[begin Provided material]
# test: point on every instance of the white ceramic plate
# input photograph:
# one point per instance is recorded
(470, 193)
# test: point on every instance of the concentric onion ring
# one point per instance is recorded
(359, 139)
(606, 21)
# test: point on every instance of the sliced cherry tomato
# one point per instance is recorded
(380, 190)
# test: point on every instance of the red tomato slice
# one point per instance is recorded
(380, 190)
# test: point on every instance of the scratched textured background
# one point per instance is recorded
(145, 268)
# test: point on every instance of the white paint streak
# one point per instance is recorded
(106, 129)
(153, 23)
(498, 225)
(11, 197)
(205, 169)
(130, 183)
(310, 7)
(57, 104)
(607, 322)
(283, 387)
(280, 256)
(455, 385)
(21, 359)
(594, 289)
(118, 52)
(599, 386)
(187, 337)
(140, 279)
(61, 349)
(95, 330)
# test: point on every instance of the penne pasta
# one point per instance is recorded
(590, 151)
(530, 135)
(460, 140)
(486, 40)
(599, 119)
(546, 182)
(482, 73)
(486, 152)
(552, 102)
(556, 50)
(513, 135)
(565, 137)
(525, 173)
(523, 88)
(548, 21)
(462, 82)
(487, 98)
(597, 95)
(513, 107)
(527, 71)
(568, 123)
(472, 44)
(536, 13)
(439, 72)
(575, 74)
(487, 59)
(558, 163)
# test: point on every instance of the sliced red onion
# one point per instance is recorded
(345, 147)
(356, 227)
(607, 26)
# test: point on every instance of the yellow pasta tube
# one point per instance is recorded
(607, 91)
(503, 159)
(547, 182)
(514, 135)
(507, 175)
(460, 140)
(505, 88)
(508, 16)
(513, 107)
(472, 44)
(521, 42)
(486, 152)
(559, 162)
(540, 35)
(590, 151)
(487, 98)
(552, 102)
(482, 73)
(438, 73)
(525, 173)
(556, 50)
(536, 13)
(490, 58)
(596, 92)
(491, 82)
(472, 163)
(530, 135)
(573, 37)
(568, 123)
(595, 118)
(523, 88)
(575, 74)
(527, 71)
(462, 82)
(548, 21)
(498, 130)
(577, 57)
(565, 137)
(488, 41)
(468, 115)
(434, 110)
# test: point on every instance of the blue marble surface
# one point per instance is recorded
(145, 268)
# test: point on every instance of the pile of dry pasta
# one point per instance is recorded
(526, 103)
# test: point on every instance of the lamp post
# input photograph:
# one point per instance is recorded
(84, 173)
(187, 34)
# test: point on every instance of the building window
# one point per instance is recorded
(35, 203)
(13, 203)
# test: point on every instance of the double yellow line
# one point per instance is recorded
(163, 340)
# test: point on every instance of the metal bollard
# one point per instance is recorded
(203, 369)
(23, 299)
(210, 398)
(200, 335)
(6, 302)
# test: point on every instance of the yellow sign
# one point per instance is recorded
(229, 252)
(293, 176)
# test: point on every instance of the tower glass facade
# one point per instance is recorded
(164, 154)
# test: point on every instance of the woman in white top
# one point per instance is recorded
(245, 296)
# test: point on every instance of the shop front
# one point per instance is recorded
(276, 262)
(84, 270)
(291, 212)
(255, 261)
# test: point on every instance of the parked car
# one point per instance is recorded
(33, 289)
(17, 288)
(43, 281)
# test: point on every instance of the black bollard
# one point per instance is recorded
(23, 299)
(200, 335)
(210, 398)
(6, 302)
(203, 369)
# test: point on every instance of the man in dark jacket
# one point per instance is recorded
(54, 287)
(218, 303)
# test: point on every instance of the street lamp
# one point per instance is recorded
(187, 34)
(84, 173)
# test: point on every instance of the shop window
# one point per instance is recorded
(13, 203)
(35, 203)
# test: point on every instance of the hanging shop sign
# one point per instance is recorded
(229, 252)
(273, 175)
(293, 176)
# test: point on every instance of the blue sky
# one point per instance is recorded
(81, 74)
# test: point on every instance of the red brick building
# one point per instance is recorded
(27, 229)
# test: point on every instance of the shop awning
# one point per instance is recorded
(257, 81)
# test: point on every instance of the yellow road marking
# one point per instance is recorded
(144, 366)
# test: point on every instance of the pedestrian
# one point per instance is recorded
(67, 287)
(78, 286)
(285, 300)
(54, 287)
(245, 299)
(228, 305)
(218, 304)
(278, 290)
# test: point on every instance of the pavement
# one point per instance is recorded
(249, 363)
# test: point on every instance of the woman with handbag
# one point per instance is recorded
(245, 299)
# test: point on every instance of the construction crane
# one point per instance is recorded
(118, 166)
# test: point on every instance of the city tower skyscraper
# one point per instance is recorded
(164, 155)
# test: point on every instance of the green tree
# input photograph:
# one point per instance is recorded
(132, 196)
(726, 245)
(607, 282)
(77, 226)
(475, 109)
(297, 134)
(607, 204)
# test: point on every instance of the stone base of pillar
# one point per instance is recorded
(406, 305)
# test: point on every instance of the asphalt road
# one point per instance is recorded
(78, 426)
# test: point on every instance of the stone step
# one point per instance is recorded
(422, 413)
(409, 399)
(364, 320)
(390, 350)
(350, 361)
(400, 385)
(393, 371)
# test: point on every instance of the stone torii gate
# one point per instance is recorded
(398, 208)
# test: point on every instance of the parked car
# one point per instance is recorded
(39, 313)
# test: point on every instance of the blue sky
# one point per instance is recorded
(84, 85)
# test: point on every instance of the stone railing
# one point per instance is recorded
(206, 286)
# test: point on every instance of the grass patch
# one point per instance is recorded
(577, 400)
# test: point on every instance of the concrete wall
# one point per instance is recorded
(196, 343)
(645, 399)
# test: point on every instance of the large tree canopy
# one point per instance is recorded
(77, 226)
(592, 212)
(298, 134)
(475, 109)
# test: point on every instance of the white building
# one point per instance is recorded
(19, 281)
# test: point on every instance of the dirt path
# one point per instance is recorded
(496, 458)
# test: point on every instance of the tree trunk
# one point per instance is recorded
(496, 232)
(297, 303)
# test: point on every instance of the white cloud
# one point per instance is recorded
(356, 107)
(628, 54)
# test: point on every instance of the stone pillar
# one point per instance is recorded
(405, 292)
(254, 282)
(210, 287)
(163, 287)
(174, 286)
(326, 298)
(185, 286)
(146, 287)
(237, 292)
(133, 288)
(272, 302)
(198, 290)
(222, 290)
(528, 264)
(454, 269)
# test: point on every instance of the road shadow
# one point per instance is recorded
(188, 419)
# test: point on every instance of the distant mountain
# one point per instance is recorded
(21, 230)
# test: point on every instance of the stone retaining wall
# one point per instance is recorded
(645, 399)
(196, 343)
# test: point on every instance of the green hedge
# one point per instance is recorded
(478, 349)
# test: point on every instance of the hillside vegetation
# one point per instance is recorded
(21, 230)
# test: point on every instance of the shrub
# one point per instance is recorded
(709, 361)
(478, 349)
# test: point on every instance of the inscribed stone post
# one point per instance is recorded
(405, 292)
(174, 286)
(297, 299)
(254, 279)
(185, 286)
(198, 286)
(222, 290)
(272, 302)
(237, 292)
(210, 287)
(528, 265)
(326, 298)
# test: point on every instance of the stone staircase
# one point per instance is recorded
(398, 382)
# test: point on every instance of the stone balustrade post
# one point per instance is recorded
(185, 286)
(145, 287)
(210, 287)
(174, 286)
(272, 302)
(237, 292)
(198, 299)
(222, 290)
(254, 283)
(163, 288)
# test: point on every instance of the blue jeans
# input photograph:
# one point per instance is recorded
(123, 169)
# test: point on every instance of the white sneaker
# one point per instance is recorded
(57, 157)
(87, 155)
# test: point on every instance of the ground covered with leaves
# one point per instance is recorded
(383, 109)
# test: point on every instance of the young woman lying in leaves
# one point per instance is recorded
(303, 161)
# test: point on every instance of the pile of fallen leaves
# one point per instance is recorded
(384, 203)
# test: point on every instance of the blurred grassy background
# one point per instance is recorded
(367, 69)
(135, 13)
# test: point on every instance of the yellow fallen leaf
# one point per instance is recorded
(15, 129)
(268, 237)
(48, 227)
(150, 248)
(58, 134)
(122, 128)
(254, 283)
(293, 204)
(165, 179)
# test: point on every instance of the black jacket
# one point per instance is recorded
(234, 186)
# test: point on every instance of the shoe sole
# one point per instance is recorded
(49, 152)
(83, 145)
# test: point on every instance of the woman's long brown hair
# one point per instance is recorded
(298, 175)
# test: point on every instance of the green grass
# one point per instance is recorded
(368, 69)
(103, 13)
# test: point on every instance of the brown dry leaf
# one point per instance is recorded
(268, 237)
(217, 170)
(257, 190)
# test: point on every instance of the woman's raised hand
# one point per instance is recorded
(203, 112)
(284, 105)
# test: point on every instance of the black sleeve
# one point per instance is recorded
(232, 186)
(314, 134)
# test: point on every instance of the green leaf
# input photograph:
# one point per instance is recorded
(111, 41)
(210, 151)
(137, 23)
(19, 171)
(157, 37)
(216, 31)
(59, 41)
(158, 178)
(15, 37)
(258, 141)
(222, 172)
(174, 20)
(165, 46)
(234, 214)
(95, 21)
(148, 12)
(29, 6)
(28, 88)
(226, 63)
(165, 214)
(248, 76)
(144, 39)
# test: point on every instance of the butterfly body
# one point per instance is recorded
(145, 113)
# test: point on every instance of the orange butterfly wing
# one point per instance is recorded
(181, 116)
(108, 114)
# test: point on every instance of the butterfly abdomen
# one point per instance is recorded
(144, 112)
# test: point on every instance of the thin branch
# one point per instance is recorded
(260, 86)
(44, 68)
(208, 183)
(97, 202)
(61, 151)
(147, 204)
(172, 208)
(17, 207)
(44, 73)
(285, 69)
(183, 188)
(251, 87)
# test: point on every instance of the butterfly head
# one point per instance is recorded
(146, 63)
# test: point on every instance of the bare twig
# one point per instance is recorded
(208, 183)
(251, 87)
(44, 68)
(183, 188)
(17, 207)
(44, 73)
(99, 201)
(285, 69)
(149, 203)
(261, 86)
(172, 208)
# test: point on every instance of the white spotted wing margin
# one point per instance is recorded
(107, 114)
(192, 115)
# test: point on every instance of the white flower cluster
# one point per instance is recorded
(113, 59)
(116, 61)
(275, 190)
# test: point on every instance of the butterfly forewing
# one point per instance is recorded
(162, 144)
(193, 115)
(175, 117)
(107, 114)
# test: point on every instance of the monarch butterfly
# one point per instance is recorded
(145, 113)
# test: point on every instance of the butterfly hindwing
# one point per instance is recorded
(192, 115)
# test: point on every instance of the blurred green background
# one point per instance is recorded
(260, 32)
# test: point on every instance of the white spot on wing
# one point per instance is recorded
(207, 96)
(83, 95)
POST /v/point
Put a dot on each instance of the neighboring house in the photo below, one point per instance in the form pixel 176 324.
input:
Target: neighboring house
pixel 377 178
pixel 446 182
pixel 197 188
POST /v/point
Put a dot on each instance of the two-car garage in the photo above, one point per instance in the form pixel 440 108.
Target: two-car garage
[end Provided material]
**Exercise:**
Each line from the one containing "# test: point on every instance of the orange" to the final line of the entries above must be returned exactly, and no other line may appear.

**Correct answer:**
# test: point on every instance of the orange butterfly wing
# one point per instance is recorded
(181, 116)
(108, 114)
# test: point on every instance of the butterfly abdomen
# one point per instance is recorded
(144, 112)
# test: point on every instance of the thin branch
# one point per instance is recorded
(260, 86)
(44, 68)
(208, 183)
(97, 202)
(61, 151)
(147, 204)
(172, 208)
(17, 207)
(44, 73)
(285, 69)
(183, 188)
(251, 87)
# test: point on every instance of the butterfly head
# one point per instance is recorded
(146, 63)
# test: point on every instance of the bare twig
# one point per instance is recorded
(208, 183)
(251, 87)
(44, 68)
(183, 188)
(17, 207)
(44, 73)
(99, 201)
(285, 69)
(149, 203)
(261, 86)
(172, 208)
# test: point on every instance of the white spotted wing margin
# one point per instance is recorded
(107, 114)
(192, 115)
# test: point on every instance of the white flower cluster
# one point per instance is recorded
(113, 59)
(116, 61)
(275, 190)
# test: point on every instance of the butterfly forewing
# one point per instance is recorded
(162, 144)
(193, 115)
(175, 117)
(107, 114)
# test: point on every instance of the monarch butterfly
# one point per instance is recorded
(145, 113)
# test: point on every instance of the butterfly hindwing
# one point per instance is recorded
(192, 115)
# test: point on every instance of the blurred green background
# one point per instance is recorded
(260, 32)
# test: point on every instance of the white spot on wing
# one point per instance is recorded
(207, 96)
(83, 95)
POST /v/point
Put a dot on each instance of the neighboring house in the photo below, one point per instance in the form pixel 176 324.
input:
Target: neighboring house
pixel 377 178
pixel 446 182
pixel 197 188
POST /v/point
Put a dot on each instance of the two-car garage in the photo above, one point per instance in the form pixel 440 108.
Target: two-car garage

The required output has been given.